◆ Records supplied:

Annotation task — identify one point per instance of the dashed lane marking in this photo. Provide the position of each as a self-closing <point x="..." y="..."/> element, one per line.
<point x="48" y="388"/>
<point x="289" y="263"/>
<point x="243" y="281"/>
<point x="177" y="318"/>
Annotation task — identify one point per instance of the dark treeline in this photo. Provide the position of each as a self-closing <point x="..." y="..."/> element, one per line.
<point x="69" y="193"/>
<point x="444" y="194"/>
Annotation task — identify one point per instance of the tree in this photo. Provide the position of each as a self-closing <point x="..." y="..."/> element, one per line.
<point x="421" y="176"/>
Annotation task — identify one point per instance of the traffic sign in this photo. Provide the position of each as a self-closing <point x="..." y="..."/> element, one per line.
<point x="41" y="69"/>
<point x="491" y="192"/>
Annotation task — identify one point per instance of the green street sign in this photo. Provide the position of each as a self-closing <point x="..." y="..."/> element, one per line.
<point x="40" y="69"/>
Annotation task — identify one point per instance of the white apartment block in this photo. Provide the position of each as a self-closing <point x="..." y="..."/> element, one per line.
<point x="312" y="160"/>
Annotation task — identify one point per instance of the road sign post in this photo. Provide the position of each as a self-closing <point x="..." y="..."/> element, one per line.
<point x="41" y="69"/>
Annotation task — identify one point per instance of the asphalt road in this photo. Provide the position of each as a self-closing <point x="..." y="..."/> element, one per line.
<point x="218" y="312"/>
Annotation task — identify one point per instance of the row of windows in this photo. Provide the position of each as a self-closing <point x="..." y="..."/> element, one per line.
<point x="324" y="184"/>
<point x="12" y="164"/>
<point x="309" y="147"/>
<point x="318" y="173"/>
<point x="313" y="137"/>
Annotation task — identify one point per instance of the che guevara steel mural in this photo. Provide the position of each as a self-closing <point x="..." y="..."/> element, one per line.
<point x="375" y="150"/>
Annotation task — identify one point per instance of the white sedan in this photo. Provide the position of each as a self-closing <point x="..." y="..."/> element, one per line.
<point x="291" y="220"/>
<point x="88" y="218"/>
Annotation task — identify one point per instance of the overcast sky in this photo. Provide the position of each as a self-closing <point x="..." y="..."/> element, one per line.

◆ Job: Please copy every item above word for word, keeping each line as it is.

◆ Output:
Annotation task — identify one point per instance of the dashed lane marking in this photo. Provide the position of each as a self-closing <point x="..." y="..."/> element, one per line.
<point x="48" y="388"/>
<point x="289" y="263"/>
<point x="243" y="281"/>
<point x="177" y="318"/>
Annotation task — identify one point per instance of the dark treeline in this photo. Provide the position of each as a self-closing <point x="..." y="..."/> element, one per line.
<point x="69" y="193"/>
<point x="444" y="194"/>
Annotation task — identify one point per instance of the tree in this photo. Provide the position of each as a self-closing <point x="..." y="..."/> element, one per line.
<point x="421" y="176"/>
Annotation task — identify one point per instance of the traffic sign in this photo. Provide the position of each as a self-closing <point x="..." y="..."/> element, one per line.
<point x="41" y="69"/>
<point x="491" y="192"/>
Annotation task — identify one point per instance of the green street sign in this photo. Provide the position of each as a self-closing <point x="..." y="..."/> element, one per line.
<point x="40" y="69"/>
Annotation task — identify one point per instance of the white apartment block in this photo. Provide the position of each as a self-closing <point x="..." y="..."/> element, one per line.
<point x="312" y="160"/>
Annotation task — identify one point per instance of the road sign post in this photo. Provide the position of each as a self-closing <point x="..." y="..."/> element, one per line.
<point x="41" y="69"/>
Annotation task — identify one point per instance of the asphalt road in this photo. Provide the position of each as a self-closing <point x="..." y="..."/> element, one per line.
<point x="218" y="312"/>
Annotation task — identify one point per instance of the row of windows in this photo. Provide the position of each as a self-closing <point x="..." y="..."/> element, one per line.
<point x="324" y="184"/>
<point x="12" y="164"/>
<point x="309" y="147"/>
<point x="318" y="173"/>
<point x="313" y="137"/>
Annotation task — identify one point per instance of the che guevara steel mural in this photo. Provide the position of each as a self-closing <point x="..." y="..."/> element, one per line.
<point x="375" y="150"/>
Annotation task — identify one point per instance of the white sedan in this photo. Provide the position of each as a self-closing <point x="..." y="..."/> element, one per line.
<point x="291" y="220"/>
<point x="88" y="218"/>
Annotation task — identify one point per instance of the overcast sky in this photo. Provide the position of each as a self-closing <point x="..." y="..."/> element, one per line.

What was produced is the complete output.